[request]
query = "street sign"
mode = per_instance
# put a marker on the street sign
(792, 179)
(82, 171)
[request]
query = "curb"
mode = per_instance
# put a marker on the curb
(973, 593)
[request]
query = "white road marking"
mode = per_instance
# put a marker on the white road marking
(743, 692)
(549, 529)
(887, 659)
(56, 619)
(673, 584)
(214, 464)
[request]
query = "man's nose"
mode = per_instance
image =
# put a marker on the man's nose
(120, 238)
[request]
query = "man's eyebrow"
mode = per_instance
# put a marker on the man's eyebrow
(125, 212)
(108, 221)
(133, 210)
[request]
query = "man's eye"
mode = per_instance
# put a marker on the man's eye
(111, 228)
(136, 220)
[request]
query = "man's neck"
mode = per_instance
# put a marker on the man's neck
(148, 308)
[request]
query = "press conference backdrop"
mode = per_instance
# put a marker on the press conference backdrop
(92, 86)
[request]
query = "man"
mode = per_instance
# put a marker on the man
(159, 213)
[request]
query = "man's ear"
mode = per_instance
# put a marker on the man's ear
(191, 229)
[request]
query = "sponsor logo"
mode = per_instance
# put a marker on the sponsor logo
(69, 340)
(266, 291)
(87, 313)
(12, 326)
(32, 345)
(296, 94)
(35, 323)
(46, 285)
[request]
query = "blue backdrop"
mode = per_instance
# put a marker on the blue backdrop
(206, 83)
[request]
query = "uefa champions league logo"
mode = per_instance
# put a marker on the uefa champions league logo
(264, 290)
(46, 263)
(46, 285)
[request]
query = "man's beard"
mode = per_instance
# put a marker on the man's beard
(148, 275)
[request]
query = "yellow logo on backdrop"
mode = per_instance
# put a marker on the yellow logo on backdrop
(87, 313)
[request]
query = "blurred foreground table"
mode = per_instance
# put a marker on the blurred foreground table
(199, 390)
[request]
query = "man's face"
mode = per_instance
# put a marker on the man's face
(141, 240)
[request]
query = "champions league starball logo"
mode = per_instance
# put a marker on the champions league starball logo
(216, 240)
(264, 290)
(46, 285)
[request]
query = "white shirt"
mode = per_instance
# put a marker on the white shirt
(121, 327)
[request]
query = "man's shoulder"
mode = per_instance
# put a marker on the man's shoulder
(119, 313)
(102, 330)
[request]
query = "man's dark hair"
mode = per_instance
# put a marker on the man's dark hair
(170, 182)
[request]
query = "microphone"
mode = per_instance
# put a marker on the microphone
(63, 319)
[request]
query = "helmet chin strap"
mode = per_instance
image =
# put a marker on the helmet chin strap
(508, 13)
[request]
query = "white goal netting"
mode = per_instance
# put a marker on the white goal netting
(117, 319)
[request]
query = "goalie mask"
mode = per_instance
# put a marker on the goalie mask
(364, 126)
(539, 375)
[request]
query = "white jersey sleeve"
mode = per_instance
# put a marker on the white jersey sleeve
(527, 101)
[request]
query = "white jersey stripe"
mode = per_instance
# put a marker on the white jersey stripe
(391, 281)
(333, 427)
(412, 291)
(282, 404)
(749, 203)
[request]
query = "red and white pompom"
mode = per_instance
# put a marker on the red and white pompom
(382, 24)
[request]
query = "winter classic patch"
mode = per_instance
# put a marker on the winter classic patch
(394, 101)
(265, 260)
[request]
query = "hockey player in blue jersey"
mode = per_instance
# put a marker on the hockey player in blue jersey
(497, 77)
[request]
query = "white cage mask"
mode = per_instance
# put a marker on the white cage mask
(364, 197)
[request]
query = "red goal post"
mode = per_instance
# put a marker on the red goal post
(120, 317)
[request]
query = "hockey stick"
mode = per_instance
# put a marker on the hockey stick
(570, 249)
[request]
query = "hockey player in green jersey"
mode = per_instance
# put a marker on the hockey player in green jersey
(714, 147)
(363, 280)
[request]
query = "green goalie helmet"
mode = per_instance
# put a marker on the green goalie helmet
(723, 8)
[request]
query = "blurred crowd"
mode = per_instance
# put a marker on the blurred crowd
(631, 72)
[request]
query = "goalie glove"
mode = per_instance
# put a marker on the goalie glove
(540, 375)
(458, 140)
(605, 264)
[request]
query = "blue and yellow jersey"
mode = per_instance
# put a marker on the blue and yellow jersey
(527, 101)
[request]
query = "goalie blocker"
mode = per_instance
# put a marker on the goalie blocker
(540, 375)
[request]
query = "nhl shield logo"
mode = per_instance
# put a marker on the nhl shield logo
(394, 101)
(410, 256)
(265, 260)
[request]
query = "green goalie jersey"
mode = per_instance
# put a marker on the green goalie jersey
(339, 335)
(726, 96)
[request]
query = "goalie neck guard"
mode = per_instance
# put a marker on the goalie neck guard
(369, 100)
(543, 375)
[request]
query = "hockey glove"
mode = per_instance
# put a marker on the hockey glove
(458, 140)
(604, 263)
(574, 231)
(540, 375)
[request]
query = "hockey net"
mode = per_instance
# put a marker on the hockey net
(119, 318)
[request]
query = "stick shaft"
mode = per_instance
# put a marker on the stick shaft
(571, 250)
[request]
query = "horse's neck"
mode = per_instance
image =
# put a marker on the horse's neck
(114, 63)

• **Stated exercise**
Collect every line of the data above that contains the string "league", and copy each one in full.

• **Written answer**
query = "uefa champions league logo"
# put a marker on the uefa champions league logo
query = "champions league starball logo"
# put a marker on the champions league starball logo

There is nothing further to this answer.